- **Text segment**
Frederic-Emile Blancpain was a close associate & family friend of Anton Schild. They often collaborated whereby Anton Schild would provide base ebauches.

When AS merged with FHF (Fabrique d'Horlogerie de Fontainmelon) in the late 1920's (?) the two parties became Ebauches SA.

There are some examples using AS & FHF as a base movement.

I'm not aware that any 'ETA' movements were used in 'ROLLS' branded timepieces.

:thumbsup:


----------



## spinynorman (Apr 2, 2014)

Something that Honour referred to in his topic on the Rolls and Royce brands was a rather nice Landeron chronograph with the wordmark "Roll's", unfortunately obscured by the seller's determination to make a spurious association with Blancpain.










This isn't a one-off, another Roll's watch appears on JackOnTime. Apparently with a French movement (sadly not identified).










Probably doesn't get us anywhere, as the font still isn't a match.

- **Exercise set**
• a. In the forum thread on Rolls watches, which two parties merged to form Ebauches SA?
• b. Pick up the forum thread on Rolls watches after its last sentence and keep writing.

(Collected data entries)
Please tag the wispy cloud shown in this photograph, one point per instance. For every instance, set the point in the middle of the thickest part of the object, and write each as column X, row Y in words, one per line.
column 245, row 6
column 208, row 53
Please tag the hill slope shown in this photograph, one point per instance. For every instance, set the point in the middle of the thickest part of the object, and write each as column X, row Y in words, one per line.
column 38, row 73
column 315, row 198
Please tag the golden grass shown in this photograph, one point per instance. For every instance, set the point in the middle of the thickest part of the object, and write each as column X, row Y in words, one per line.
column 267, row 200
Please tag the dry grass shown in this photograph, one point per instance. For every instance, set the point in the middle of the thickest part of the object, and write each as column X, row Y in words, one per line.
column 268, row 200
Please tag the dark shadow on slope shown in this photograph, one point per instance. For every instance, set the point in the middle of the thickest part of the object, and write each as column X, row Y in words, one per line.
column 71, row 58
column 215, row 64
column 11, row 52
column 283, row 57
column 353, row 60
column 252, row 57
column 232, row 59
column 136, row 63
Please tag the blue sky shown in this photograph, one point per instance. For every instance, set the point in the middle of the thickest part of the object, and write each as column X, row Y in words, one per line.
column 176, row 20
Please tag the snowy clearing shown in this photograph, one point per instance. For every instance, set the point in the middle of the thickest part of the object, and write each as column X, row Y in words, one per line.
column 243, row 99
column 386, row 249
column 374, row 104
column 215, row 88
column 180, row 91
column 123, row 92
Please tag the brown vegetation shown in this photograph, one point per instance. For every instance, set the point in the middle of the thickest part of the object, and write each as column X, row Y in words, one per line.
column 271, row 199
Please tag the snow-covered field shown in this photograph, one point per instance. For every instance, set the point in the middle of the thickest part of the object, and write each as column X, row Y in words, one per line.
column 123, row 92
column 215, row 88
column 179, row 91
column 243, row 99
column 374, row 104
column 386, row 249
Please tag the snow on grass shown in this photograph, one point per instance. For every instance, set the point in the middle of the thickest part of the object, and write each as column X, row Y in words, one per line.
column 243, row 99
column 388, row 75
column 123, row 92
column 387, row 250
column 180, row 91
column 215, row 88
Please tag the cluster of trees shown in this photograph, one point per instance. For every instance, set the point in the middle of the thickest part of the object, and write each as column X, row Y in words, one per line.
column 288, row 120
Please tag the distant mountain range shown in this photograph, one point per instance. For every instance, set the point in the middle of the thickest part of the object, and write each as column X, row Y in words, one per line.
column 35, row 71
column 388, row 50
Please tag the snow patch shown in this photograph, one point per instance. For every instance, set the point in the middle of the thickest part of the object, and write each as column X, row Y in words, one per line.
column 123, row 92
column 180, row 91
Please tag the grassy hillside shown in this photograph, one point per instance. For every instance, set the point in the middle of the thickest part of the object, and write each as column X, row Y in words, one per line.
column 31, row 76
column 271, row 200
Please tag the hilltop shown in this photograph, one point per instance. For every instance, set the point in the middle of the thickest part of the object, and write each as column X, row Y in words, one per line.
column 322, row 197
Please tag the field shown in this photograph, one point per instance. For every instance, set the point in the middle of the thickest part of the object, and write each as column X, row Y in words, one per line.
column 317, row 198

- **Responses**
• a. AS and FHF (Fabrique d'Horlogerie de Fontainmelon)

• b.
----------



## Balaton1109 (Jul 5, 2015)

spinynorman said:


> Something that Honour referred to in his topic on the Rolls and Royce brands was a rather nice Landeron chronograph with the wordmark "Roll's", unfortunately obscured by the seller's determination to make a spurious association with Blancpain.
> 
> 
> 
> ...


 .....as well as having an apostrophe "s" :biggrin:


----------



## spinynorman (Apr 2, 2014)

Balaton1109 said:


> as well as having an apostrophe "s"


 Grocer's apostrophe. Details...details :biggrin:

I did think the apostrophe might have worn away. Honest.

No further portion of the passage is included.